*** Opening AVAILABLE RECORDS ***

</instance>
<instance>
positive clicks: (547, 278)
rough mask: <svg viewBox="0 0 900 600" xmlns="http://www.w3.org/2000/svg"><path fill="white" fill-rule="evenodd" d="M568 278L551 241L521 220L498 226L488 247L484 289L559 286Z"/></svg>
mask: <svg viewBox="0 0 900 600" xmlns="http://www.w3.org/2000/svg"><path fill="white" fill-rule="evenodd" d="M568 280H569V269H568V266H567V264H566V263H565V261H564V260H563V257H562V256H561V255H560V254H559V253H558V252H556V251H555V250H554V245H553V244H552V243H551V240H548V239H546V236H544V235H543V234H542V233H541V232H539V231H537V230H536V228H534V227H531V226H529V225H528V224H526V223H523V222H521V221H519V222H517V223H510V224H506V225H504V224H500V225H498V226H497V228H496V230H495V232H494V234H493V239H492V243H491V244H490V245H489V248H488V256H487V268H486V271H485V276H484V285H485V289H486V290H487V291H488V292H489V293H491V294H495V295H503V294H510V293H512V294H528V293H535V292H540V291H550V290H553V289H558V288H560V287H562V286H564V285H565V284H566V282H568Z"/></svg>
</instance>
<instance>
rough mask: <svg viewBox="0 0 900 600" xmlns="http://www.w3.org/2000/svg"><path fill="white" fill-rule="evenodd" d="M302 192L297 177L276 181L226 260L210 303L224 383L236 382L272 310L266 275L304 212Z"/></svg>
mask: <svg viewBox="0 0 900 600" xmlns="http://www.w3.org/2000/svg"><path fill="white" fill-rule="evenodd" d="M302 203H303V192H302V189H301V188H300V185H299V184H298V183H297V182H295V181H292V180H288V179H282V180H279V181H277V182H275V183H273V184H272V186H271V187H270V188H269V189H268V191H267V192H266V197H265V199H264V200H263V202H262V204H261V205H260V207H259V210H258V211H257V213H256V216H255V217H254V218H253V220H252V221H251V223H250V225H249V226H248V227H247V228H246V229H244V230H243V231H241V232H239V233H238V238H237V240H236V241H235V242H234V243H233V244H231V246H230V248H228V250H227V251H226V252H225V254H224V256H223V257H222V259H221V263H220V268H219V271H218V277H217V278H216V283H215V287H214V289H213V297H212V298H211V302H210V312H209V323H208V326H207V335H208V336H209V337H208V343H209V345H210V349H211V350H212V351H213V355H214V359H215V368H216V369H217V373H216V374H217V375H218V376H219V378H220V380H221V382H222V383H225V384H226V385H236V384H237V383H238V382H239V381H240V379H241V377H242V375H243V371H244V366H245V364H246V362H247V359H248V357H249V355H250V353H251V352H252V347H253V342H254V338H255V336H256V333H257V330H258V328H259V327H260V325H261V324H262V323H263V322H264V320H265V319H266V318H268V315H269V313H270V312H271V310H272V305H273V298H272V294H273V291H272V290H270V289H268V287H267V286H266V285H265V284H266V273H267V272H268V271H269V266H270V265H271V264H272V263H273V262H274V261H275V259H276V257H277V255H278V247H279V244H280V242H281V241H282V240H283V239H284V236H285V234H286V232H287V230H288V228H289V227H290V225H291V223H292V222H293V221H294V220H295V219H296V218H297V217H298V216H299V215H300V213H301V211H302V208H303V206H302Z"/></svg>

*** Closing AVAILABLE RECORDS ***

_WHAT THIS TASK INVOLVES_
Extract the listing in its entirety and repeat it exactly.

_SOLUTION TO THE EXERCISE_
</instance>
<instance>
positive clicks: (547, 278)
rough mask: <svg viewBox="0 0 900 600" xmlns="http://www.w3.org/2000/svg"><path fill="white" fill-rule="evenodd" d="M568 278L551 241L521 220L498 226L488 247L484 289L559 286Z"/></svg>
mask: <svg viewBox="0 0 900 600" xmlns="http://www.w3.org/2000/svg"><path fill="white" fill-rule="evenodd" d="M568 280H569V269H568V266H567V264H566V263H565V261H564V260H563V257H562V256H561V255H560V254H559V253H558V252H556V251H555V250H554V245H553V244H552V243H551V240H548V239H546V236H544V235H543V234H542V233H541V232H539V231H537V230H536V228H534V227H531V226H529V225H528V224H526V223H523V222H521V221H519V222H517V223H510V224H506V225H504V224H500V225H498V226H497V228H496V230H495V232H494V234H493V239H492V243H491V244H490V245H489V248H488V256H487V268H486V271H485V276H484V285H485V289H486V290H487V291H488V292H489V293H491V294H495V295H503V294H510V293H512V294H528V293H535V292H540V291H550V290H553V289H558V288H560V287H562V286H564V285H565V284H566V282H568Z"/></svg>
</instance>
<instance>
rough mask: <svg viewBox="0 0 900 600" xmlns="http://www.w3.org/2000/svg"><path fill="white" fill-rule="evenodd" d="M302 192L297 177L276 181L226 260L210 303L224 383L236 382L272 310L266 275L304 212Z"/></svg>
mask: <svg viewBox="0 0 900 600" xmlns="http://www.w3.org/2000/svg"><path fill="white" fill-rule="evenodd" d="M302 203H303V192H302V189H301V188H300V185H299V184H298V183H297V182H295V181H292V180H288V179H282V180H279V181H277V182H275V183H273V184H272V186H271V187H270V188H269V189H268V191H267V192H266V197H265V199H264V200H263V202H262V204H261V205H260V207H259V210H258V211H257V213H256V216H255V217H254V218H253V220H252V221H251V223H250V225H249V226H248V227H247V228H246V229H244V230H243V231H241V232H239V233H238V238H237V240H236V241H235V242H234V243H233V244H231V246H230V248H228V250H227V251H226V252H225V254H224V256H223V257H222V259H221V263H220V268H219V271H218V277H217V278H216V283H215V287H214V289H213V297H212V298H211V302H210V312H209V323H208V326H207V335H208V336H209V337H208V343H209V345H210V349H211V350H212V351H213V355H214V359H215V368H216V369H217V373H216V374H217V375H218V376H219V378H220V380H221V382H222V383H225V384H226V385H236V384H237V383H238V382H239V381H240V379H241V377H242V375H243V371H244V366H245V364H246V362H247V359H248V357H249V355H250V353H251V352H252V347H253V342H254V338H255V336H256V333H257V330H258V328H259V327H260V325H261V324H262V323H263V322H264V320H265V319H266V318H268V315H269V313H270V312H271V310H272V305H273V298H272V294H273V291H272V290H270V289H268V287H267V286H266V285H265V284H266V273H267V272H268V271H269V266H270V265H271V264H272V263H273V262H274V261H275V259H276V257H277V255H278V247H279V244H280V242H281V241H282V240H283V239H284V236H285V234H286V232H287V230H288V228H289V227H290V225H291V223H292V222H293V221H294V220H295V219H296V218H297V217H298V216H299V215H300V213H301V211H302V208H303V206H302Z"/></svg>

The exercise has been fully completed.